■ **Brief**
Show each line from the entries below that contains the word "black", matching its case exactly.
-- begin Supplied material --
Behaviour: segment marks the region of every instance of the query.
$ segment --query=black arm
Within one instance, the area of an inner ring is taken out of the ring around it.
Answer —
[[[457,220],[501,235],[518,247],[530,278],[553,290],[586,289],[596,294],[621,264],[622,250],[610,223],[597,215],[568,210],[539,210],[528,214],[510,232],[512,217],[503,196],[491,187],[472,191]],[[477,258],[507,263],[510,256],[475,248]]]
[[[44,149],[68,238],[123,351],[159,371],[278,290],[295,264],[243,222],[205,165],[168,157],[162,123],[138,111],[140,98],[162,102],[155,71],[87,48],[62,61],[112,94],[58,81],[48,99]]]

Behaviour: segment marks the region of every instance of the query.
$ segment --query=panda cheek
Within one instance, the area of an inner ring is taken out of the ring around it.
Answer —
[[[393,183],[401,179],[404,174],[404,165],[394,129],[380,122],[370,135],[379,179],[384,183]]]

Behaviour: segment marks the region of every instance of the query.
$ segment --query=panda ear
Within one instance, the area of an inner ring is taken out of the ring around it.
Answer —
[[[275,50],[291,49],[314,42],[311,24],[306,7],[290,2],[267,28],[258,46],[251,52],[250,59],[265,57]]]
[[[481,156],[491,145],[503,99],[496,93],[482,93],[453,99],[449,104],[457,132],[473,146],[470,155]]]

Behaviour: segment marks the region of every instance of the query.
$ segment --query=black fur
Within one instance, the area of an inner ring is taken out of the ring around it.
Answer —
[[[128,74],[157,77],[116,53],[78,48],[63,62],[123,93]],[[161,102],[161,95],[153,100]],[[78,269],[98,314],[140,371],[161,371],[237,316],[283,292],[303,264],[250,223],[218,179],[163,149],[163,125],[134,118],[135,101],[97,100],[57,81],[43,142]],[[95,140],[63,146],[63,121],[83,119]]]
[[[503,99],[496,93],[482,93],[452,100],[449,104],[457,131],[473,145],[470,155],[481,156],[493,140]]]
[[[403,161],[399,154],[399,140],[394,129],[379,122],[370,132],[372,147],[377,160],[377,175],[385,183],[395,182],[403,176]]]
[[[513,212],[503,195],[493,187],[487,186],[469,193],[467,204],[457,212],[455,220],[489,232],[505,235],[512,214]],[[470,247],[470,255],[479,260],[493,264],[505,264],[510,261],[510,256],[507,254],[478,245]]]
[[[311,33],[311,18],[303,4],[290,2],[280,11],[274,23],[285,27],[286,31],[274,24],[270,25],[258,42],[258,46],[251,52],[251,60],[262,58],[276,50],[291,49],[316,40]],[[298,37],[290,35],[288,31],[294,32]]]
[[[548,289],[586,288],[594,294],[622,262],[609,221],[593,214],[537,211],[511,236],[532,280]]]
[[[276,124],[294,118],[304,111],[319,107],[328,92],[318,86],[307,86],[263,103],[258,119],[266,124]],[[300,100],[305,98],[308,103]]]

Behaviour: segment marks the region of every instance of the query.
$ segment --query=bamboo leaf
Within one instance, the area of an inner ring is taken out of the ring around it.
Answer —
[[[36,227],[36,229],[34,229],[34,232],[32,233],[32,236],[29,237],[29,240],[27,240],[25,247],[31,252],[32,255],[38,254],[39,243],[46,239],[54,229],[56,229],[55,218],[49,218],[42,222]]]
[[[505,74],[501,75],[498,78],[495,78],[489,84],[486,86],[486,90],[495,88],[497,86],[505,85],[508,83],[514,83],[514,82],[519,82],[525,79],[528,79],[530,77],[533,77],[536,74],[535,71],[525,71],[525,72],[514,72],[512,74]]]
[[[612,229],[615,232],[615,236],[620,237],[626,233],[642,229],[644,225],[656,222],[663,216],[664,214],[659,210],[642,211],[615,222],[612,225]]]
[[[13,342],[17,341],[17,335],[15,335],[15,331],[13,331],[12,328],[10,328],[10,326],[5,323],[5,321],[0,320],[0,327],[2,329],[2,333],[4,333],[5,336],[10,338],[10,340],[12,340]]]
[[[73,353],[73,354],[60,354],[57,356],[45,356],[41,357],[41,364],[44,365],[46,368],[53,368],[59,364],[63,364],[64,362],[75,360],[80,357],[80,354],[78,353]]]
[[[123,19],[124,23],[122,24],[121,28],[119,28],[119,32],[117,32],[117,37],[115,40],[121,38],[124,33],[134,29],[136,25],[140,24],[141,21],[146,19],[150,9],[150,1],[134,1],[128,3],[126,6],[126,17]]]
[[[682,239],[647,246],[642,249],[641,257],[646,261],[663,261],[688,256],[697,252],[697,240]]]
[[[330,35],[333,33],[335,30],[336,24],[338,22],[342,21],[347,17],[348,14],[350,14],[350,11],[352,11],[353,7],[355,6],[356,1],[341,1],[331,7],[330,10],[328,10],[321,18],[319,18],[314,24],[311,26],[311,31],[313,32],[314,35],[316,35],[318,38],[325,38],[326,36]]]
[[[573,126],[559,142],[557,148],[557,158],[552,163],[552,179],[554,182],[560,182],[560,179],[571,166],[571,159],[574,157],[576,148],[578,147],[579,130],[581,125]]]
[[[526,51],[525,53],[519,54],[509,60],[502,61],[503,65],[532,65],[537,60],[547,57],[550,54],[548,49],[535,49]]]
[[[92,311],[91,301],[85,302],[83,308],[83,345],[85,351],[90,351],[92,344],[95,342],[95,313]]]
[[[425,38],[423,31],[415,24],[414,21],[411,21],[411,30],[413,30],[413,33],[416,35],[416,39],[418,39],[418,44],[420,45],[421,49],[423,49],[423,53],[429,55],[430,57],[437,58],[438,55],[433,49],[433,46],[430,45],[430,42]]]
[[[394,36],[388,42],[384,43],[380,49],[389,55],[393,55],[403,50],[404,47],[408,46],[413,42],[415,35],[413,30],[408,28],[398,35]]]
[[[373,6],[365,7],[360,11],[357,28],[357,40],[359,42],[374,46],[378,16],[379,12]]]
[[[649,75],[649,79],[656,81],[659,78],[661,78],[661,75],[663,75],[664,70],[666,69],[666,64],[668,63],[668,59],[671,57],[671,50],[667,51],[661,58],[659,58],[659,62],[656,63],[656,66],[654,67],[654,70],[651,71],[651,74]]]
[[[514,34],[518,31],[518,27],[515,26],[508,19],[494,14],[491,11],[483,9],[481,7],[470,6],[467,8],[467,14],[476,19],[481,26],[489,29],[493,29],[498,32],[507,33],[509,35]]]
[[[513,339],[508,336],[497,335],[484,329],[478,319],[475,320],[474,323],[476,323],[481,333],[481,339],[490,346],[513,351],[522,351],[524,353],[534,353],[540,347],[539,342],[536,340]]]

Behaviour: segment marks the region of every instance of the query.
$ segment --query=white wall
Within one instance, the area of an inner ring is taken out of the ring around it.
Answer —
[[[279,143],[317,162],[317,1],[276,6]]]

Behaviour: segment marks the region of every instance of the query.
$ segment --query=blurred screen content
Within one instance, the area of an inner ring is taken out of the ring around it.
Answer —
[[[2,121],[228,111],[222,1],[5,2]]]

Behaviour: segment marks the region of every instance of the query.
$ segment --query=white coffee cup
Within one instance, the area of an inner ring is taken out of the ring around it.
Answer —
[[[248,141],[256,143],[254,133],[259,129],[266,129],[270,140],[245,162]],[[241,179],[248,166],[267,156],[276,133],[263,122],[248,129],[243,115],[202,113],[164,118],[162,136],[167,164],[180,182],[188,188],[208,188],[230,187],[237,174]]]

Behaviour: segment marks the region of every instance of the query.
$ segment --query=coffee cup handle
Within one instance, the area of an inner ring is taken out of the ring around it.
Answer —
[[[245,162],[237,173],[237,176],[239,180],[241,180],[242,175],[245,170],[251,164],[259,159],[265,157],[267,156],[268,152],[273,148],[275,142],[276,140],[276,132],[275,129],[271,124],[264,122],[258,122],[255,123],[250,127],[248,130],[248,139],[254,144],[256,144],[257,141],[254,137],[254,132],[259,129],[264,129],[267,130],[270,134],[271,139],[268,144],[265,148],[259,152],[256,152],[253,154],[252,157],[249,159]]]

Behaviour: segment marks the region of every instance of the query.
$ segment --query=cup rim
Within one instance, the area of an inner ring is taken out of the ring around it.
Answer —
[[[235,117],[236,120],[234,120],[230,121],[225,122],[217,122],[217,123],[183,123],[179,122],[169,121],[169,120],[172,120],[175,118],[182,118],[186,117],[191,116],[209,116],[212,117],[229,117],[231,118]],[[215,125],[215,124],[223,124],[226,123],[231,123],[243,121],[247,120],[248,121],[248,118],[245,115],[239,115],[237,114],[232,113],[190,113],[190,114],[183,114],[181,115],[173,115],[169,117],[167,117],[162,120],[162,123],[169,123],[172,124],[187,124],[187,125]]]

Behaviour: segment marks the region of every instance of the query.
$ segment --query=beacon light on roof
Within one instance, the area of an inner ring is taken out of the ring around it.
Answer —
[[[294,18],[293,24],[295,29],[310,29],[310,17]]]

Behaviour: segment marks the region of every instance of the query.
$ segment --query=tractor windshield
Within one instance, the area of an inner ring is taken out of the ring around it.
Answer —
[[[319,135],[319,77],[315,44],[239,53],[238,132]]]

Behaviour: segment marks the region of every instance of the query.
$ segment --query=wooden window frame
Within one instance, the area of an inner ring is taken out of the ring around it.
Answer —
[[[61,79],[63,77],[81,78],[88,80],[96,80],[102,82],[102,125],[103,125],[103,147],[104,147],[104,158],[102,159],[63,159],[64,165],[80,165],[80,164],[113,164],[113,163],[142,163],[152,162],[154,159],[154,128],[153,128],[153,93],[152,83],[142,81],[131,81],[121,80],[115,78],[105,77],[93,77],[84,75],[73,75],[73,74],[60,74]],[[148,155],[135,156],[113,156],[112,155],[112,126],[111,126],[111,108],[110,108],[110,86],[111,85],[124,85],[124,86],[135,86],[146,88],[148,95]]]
-- end Supplied material --
■ **Response**
$ segment --query=black arm
$ segment --query=black fur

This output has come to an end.